Apart from the pictures, every entry below should be repeated exactly.

[Point-per-instance localization data]
:::

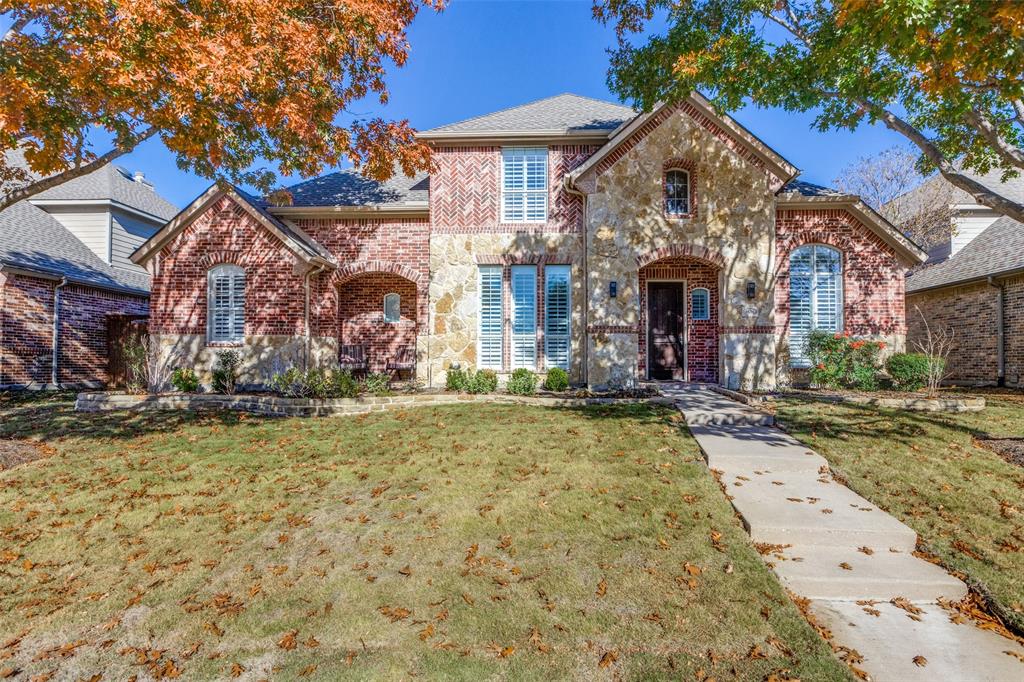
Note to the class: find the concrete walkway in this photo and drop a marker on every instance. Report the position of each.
(834, 547)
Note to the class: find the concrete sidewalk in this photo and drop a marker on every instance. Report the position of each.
(837, 549)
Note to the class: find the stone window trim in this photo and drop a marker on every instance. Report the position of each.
(688, 167)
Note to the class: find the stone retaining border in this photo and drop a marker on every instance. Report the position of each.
(280, 407)
(911, 403)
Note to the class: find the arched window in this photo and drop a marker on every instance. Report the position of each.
(677, 192)
(392, 307)
(226, 304)
(699, 304)
(815, 296)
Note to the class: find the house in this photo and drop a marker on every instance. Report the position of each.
(66, 271)
(975, 287)
(564, 232)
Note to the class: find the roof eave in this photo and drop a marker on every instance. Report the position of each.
(418, 208)
(913, 254)
(55, 275)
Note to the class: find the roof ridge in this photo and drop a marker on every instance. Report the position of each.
(526, 103)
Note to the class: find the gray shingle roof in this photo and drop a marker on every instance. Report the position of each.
(112, 182)
(349, 187)
(998, 249)
(809, 189)
(33, 240)
(564, 114)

:::

§ **Expected output**:
Note to the class: find the concrete walkway in this photo and drop a marker on every instance. Report the position of each.
(834, 547)
Note to the class: find the concrete sidewalk in this photo and drop a marker on every instance. Report the position of each.
(837, 549)
Note to the class: find the stone window trim in this photo and drop a marker on every instance. Report the position of each.
(688, 167)
Note to the class: find the stone retaining border in this photo and drop a marker on every instance. Report the position of each.
(280, 407)
(911, 403)
Note to the class: find the arched window in this photo and drop a marker on every instance. Report the position of each.
(677, 192)
(392, 307)
(226, 304)
(699, 304)
(815, 296)
Note to the class: find the house in this photo and drop a marker on every instance. Report the position of each.
(66, 271)
(975, 287)
(564, 232)
Note to the class: find the roof eave in this photo and drop a marker on every instance. Report the position of each.
(418, 208)
(913, 254)
(55, 275)
Note to the class: find the roof ridge in this photo and drop a marker on every instance. Report the position of each.
(526, 103)
Note to the class: find the gray shingle roof in this photo and drop a marker on every instance. Report the position of each.
(112, 182)
(349, 187)
(998, 249)
(809, 189)
(33, 240)
(564, 114)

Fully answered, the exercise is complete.